:: CONSIGNE 1 ::
D'après le témoignage sur le camp, combien de Camarades Hoess désigne-t-il après la manifestation qui suit la victoire de Stalingrad ?

—————

Puis dès notre arrivée au camp nous avions continué l’organisation clandestine, cer­tains de nos Camarades avaient pris contact avec les Camarades de l’organisation clan­destine du camp. Notre Camarade Abada était notre responsable, il nous donnait des renseignements, il nous fit connaître l’appel du Comité pour la Libération du camp que nous communiquions à nos Camarades des « 45 000 ».
Nous avions aussi un comité clandestin de solidarité qui apporta un peu de pain, de soupe aux Camarades les plus malheureux, nous discutions et remontions le moral ce nos Camarades pris par le désespoir.
Je me rappelle d’une manifestation organisée à la suite de la victoire de Stalingrad : cela se passa vers le mois de mars 1943, j’étais au block 5 A au moment où Hoess faisait l’appel avec toute sa cour de « Bloch-Fureur ». A un signal du Camarade responsable tous les Mützen, bérets de déportés furent jetés en l’air, l’appel se passait toujours dans le plus grand silence. Alors Hoess rentra dans une fureur féroce, il vint vers notre block avec un groupe de S.S. et désigna 50 Camarades (dont Garnier et moi–même), révolver d’une main et la schlague de l’autre il nous fit faire du «sport», pendant au moins 20 minutes nous avons rampé sous les coups, sur le ventre sur les genoux, puis de temps en temps il sautait au milieu de notre groupe en tirant des coups de revolver et en frappant des coups de schlague, je ne sais combien de Camarades ont été blessés, mais je me rappelle avoir été plus de 15 jours à me remettre des meurtrissures que j’avais vécu.
J’ai été aussi au Revier avec notre Camarade Devaux « nounours », je couchais avec un Camarade d’Arcueil nommé Jean Reich qui est parti pour la chambre à gaz. Ses derniers mots furent : «Je pars pour la chambre à gaz, j’ai joué le Revier et j’ai perdu, tout ce que je te souhaite, c’est que tu sois sur la ligne du départ pour expliquer ce qu’ils nous ont fait ces assassins».

—————

:: CONSIGNE 2 ::
Repérez dans les entrées chaque ligne contenant la chaîne « block », puis recopiez toutes ces lignes.

:: EXTRAITS DE DONNÉES ::
—————

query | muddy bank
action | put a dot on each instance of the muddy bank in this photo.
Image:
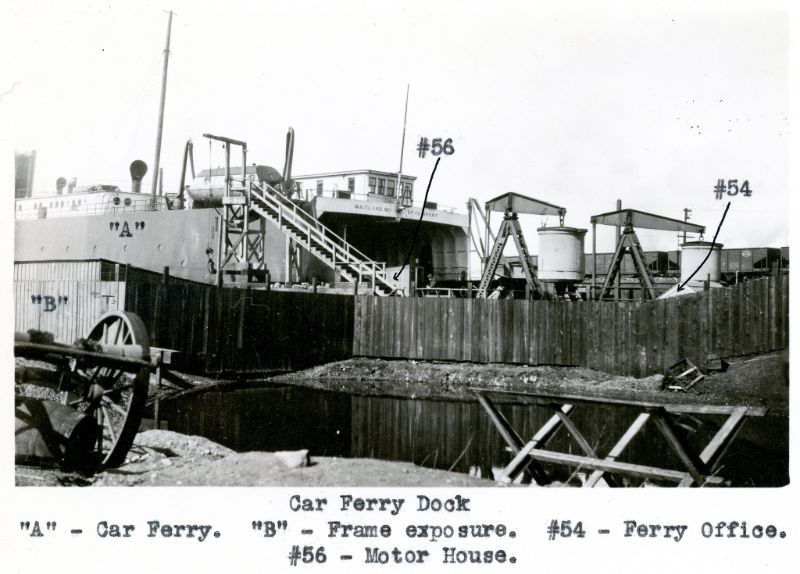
(754, 381)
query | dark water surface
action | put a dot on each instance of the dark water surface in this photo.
(450, 434)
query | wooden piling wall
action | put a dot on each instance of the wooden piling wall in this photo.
(631, 338)
(242, 330)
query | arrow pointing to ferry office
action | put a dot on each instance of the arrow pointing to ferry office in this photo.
(710, 249)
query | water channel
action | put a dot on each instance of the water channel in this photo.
(449, 434)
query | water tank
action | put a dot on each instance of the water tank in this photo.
(561, 254)
(692, 255)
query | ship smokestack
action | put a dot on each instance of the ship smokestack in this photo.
(138, 170)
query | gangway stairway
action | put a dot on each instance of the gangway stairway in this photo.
(346, 261)
(242, 245)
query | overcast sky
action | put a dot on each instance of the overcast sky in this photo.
(577, 108)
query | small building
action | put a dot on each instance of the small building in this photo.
(358, 184)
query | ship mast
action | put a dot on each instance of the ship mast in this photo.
(156, 170)
(398, 191)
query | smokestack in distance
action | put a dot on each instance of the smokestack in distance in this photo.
(138, 170)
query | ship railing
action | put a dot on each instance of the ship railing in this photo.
(47, 212)
(342, 252)
(405, 202)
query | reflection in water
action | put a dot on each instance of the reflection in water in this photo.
(453, 434)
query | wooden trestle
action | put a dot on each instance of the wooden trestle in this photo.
(699, 469)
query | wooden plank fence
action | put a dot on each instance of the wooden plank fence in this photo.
(243, 330)
(67, 309)
(632, 338)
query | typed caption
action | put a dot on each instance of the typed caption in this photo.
(420, 529)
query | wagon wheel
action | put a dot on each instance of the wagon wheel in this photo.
(114, 396)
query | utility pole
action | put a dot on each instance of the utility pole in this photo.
(686, 213)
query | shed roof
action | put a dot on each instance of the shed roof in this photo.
(522, 204)
(644, 220)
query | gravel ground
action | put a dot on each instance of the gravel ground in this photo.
(165, 458)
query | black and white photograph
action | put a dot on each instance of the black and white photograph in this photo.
(399, 269)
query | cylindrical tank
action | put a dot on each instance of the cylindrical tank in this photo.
(208, 190)
(561, 253)
(693, 254)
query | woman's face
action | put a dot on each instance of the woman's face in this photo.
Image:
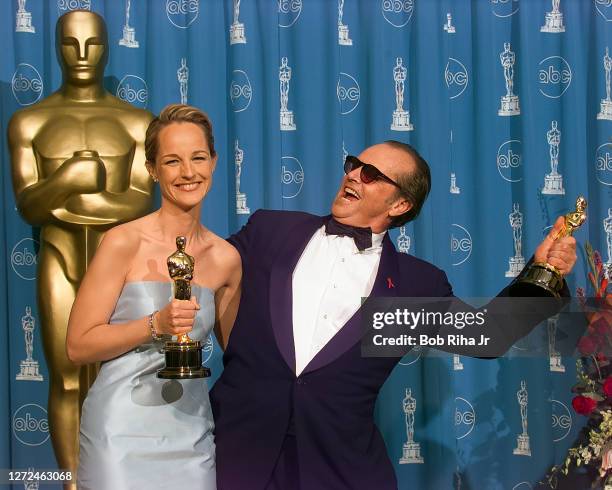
(183, 166)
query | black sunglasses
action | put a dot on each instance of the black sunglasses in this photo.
(369, 173)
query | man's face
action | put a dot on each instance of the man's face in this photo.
(82, 47)
(361, 204)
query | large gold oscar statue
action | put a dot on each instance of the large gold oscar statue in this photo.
(78, 169)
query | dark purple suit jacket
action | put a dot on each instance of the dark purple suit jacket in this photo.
(330, 407)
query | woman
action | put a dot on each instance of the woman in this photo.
(138, 431)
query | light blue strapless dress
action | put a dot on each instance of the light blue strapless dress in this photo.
(142, 432)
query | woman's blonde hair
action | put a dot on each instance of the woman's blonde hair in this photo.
(177, 113)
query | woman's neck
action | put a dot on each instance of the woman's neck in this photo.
(178, 222)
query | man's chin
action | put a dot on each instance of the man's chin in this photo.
(341, 208)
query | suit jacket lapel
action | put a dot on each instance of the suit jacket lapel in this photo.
(351, 333)
(281, 286)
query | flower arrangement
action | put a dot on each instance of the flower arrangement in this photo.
(594, 374)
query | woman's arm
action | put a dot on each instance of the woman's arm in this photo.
(227, 297)
(90, 338)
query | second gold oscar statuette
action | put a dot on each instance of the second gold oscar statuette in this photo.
(183, 356)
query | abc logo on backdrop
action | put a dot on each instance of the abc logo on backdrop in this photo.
(288, 12)
(465, 417)
(397, 12)
(554, 76)
(292, 177)
(461, 244)
(66, 5)
(348, 93)
(27, 84)
(510, 161)
(30, 425)
(241, 91)
(456, 78)
(134, 90)
(24, 258)
(182, 13)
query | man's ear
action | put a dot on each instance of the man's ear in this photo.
(399, 207)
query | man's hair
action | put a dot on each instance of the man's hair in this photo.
(177, 113)
(414, 185)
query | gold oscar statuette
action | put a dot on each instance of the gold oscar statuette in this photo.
(78, 169)
(183, 356)
(542, 279)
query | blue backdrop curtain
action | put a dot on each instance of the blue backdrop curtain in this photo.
(341, 96)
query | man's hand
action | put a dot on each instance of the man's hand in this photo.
(560, 253)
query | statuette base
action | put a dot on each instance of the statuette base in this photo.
(411, 454)
(343, 36)
(553, 184)
(241, 207)
(237, 33)
(509, 106)
(522, 447)
(129, 38)
(24, 22)
(29, 371)
(515, 266)
(555, 364)
(605, 110)
(287, 123)
(183, 361)
(401, 121)
(553, 23)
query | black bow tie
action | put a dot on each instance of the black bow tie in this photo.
(361, 236)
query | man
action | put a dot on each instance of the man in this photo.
(78, 169)
(294, 406)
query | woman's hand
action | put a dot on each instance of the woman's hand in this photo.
(177, 317)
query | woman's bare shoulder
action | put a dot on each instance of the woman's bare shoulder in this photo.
(221, 250)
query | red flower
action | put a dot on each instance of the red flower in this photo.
(583, 405)
(608, 386)
(586, 345)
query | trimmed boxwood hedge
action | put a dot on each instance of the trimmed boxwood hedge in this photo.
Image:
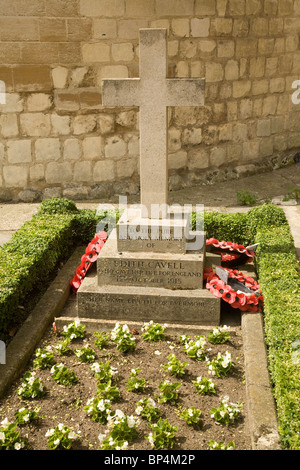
(59, 226)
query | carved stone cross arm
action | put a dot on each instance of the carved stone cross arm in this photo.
(153, 92)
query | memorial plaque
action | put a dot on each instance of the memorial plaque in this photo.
(166, 270)
(196, 306)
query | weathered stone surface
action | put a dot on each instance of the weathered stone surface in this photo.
(153, 113)
(156, 234)
(196, 307)
(168, 270)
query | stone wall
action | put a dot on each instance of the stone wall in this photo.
(57, 139)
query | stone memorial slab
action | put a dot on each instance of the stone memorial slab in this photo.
(196, 306)
(151, 266)
(153, 92)
(166, 270)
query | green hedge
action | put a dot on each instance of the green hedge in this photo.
(28, 259)
(54, 232)
(279, 278)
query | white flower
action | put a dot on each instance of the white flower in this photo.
(101, 437)
(131, 421)
(5, 423)
(150, 439)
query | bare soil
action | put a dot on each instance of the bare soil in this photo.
(65, 405)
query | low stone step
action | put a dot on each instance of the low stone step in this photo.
(130, 303)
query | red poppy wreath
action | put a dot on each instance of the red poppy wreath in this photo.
(240, 291)
(89, 257)
(232, 254)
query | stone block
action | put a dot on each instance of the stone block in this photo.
(9, 125)
(39, 102)
(19, 151)
(79, 29)
(60, 77)
(205, 7)
(257, 67)
(61, 9)
(66, 101)
(60, 124)
(217, 156)
(72, 149)
(47, 149)
(167, 270)
(104, 170)
(260, 87)
(32, 78)
(82, 172)
(58, 173)
(53, 29)
(198, 159)
(232, 70)
(270, 7)
(241, 88)
(111, 71)
(37, 173)
(174, 8)
(39, 53)
(126, 119)
(221, 26)
(214, 72)
(177, 160)
(197, 307)
(95, 52)
(69, 53)
(35, 124)
(250, 150)
(115, 147)
(246, 47)
(106, 123)
(122, 52)
(102, 8)
(84, 124)
(129, 29)
(181, 27)
(126, 168)
(200, 27)
(104, 28)
(90, 99)
(285, 7)
(7, 77)
(15, 176)
(78, 76)
(142, 8)
(92, 148)
(19, 29)
(192, 136)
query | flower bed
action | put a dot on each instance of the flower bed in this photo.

—————

:: RÉPONSE COMPLÈTE 1 ::
50 Camarades.

:: RÉPONSE COMPLÈTE 2 ::
query | stone block
action | put a dot on each instance of the stone block in this photo.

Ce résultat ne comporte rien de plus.